[Data records]
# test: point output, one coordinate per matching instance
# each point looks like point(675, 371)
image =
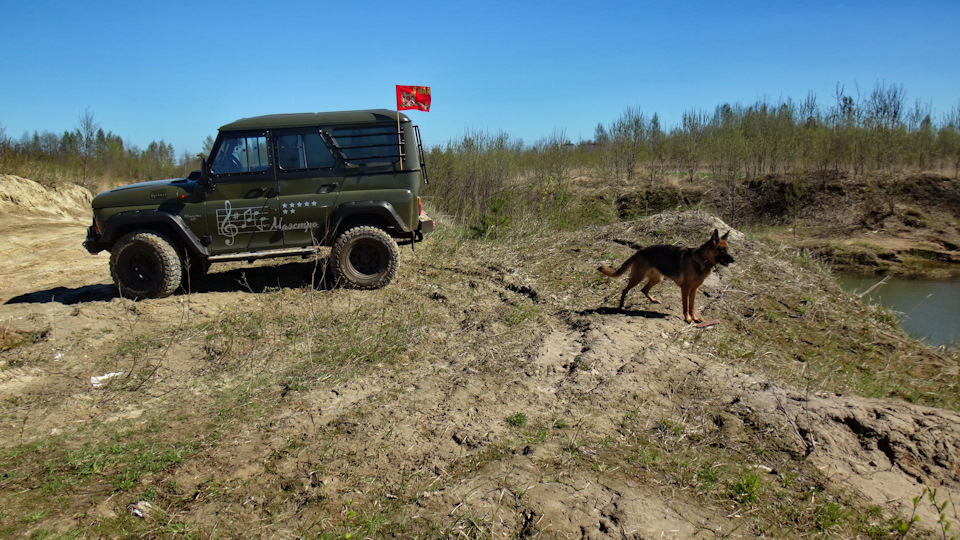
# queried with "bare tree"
point(86, 141)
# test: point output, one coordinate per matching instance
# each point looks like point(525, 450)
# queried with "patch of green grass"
point(517, 420)
point(746, 488)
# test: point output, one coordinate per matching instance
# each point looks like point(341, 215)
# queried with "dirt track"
point(429, 425)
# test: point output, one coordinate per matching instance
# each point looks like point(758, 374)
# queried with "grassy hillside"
point(492, 390)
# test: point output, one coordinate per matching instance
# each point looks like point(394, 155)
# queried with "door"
point(243, 208)
point(309, 178)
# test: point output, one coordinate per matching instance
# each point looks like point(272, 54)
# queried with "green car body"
point(273, 185)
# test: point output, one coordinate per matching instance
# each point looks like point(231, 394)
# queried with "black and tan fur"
point(687, 267)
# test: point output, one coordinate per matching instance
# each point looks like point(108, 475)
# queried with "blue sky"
point(177, 70)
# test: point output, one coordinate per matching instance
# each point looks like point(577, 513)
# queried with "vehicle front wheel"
point(364, 258)
point(145, 265)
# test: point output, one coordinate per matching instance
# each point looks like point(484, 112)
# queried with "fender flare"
point(381, 209)
point(120, 223)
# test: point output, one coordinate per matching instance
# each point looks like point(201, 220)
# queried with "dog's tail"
point(607, 271)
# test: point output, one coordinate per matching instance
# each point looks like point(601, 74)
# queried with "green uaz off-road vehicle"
point(273, 186)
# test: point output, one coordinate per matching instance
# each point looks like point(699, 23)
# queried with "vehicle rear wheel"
point(364, 258)
point(145, 265)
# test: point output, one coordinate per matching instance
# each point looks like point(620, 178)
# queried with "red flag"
point(413, 97)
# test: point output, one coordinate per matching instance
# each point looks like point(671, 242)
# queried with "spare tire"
point(364, 257)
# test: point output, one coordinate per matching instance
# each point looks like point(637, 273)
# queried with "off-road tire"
point(364, 258)
point(145, 265)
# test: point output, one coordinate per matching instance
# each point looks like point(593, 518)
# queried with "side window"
point(369, 144)
point(240, 154)
point(303, 151)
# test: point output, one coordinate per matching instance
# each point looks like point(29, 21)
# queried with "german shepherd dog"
point(687, 267)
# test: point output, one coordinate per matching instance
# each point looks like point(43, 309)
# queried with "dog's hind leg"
point(654, 278)
point(689, 295)
point(635, 279)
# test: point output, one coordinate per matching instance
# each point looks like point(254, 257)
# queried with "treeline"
point(89, 156)
point(490, 180)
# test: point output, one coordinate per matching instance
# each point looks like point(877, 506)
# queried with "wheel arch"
point(169, 225)
point(379, 214)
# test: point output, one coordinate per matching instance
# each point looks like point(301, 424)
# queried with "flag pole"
point(399, 138)
point(399, 133)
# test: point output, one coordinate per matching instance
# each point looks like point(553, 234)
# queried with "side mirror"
point(205, 178)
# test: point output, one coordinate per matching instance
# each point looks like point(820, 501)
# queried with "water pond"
point(928, 310)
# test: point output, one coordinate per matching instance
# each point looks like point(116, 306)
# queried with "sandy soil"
point(423, 426)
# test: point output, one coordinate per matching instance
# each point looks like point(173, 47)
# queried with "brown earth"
point(424, 436)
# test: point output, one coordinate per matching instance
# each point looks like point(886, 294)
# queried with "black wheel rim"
point(367, 258)
point(142, 268)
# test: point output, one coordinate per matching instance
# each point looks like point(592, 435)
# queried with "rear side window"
point(369, 144)
point(297, 151)
point(241, 154)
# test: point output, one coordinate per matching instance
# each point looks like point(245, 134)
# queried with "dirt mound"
point(492, 392)
point(20, 196)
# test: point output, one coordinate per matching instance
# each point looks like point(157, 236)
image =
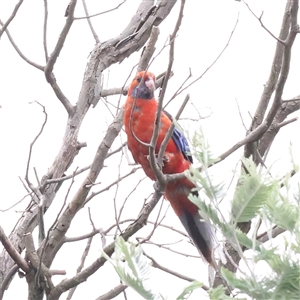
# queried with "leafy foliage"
point(257, 196)
point(133, 268)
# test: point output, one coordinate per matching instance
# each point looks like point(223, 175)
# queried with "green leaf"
point(133, 268)
point(280, 211)
point(189, 289)
point(218, 293)
point(250, 195)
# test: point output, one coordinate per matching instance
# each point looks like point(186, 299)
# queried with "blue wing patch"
point(180, 141)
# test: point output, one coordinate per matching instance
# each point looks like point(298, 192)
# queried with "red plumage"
point(139, 118)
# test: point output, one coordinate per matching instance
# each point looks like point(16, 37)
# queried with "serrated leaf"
point(189, 289)
point(133, 268)
point(250, 195)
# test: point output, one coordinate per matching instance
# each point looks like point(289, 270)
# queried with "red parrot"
point(139, 118)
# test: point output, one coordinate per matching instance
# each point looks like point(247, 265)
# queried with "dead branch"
point(101, 13)
point(19, 51)
point(53, 57)
point(148, 50)
point(19, 260)
point(161, 181)
point(12, 16)
point(42, 277)
point(109, 250)
point(90, 22)
point(113, 293)
point(93, 194)
point(103, 55)
point(155, 264)
point(262, 24)
point(45, 30)
point(81, 265)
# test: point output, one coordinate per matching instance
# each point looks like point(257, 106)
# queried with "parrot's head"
point(142, 86)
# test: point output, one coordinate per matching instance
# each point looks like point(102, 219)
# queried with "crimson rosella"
point(139, 118)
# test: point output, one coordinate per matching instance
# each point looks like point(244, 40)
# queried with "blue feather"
point(182, 144)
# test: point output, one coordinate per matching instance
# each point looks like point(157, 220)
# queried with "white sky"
point(239, 75)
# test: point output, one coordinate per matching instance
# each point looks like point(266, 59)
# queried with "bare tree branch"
point(45, 29)
point(53, 57)
point(113, 293)
point(90, 22)
point(262, 24)
point(155, 264)
point(109, 250)
point(5, 25)
point(20, 261)
point(98, 14)
point(103, 55)
point(20, 53)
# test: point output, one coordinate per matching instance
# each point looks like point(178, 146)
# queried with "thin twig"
point(20, 53)
point(53, 57)
point(262, 24)
point(5, 25)
point(45, 30)
point(90, 22)
point(101, 13)
point(20, 261)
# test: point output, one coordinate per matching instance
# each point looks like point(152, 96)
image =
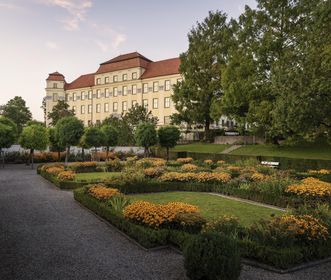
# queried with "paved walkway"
point(45, 235)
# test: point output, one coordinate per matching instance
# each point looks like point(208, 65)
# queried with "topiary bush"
point(212, 256)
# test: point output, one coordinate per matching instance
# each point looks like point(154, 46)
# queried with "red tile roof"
point(122, 62)
point(162, 68)
point(56, 76)
point(82, 82)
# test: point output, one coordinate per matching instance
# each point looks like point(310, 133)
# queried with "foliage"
point(59, 111)
point(16, 110)
point(168, 137)
point(101, 192)
point(201, 68)
point(146, 136)
point(8, 132)
point(212, 256)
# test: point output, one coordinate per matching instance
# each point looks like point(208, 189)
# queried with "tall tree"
point(110, 137)
point(59, 111)
point(168, 137)
point(69, 130)
point(34, 137)
point(8, 135)
point(200, 67)
point(16, 110)
point(146, 136)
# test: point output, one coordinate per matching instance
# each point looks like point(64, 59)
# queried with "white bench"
point(273, 164)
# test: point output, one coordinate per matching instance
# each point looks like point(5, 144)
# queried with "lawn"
point(95, 176)
point(201, 148)
point(212, 206)
point(307, 151)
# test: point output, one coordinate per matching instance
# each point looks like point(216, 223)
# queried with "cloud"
point(52, 45)
point(77, 10)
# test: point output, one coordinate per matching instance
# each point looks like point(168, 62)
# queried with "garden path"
point(45, 234)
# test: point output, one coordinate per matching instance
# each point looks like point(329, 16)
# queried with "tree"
point(55, 145)
point(16, 110)
point(8, 135)
point(168, 137)
point(138, 114)
point(93, 137)
point(110, 137)
point(69, 130)
point(146, 136)
point(34, 137)
point(125, 132)
point(59, 111)
point(201, 67)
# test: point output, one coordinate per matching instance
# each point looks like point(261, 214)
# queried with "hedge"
point(285, 163)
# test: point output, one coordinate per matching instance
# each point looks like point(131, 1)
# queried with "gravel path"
point(44, 234)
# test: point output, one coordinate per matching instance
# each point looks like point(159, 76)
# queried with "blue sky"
point(74, 36)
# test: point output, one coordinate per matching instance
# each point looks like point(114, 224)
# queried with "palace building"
point(117, 85)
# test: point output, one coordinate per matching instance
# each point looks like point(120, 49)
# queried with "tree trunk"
point(67, 155)
point(2, 158)
point(31, 157)
point(207, 130)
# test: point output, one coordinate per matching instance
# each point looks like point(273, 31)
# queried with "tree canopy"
point(16, 110)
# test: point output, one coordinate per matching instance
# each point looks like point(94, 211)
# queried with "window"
point(145, 103)
point(167, 102)
point(107, 92)
point(167, 85)
point(155, 103)
point(145, 88)
point(115, 106)
point(98, 109)
point(124, 106)
point(134, 89)
point(167, 120)
point(155, 86)
point(125, 90)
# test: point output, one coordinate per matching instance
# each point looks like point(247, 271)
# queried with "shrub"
point(153, 172)
point(101, 192)
point(311, 187)
point(66, 175)
point(184, 160)
point(212, 256)
point(156, 215)
point(189, 167)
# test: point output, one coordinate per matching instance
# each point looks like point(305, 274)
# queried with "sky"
point(74, 36)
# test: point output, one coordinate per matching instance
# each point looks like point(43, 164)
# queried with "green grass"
point(306, 151)
point(212, 206)
point(95, 176)
point(201, 148)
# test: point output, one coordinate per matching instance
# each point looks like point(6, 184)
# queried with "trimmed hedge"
point(285, 163)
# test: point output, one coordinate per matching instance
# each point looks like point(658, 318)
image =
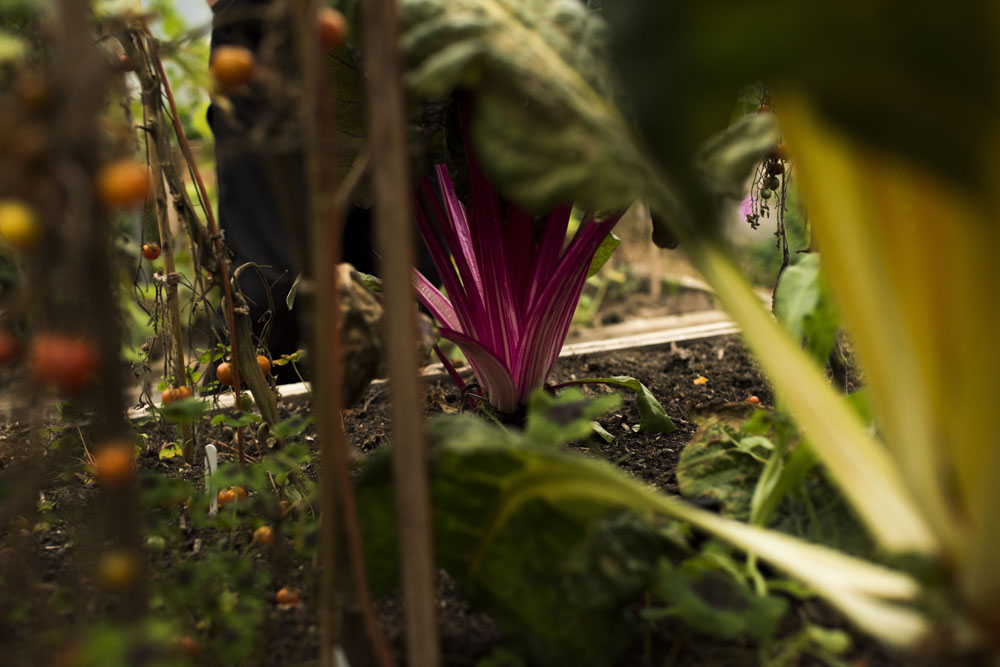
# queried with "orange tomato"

Your task: Locate every line in the records above that contains the word "foliage" and copy each of those lines out.

Written answer:
# queried with "leafy foliage"
# queried with "foliage"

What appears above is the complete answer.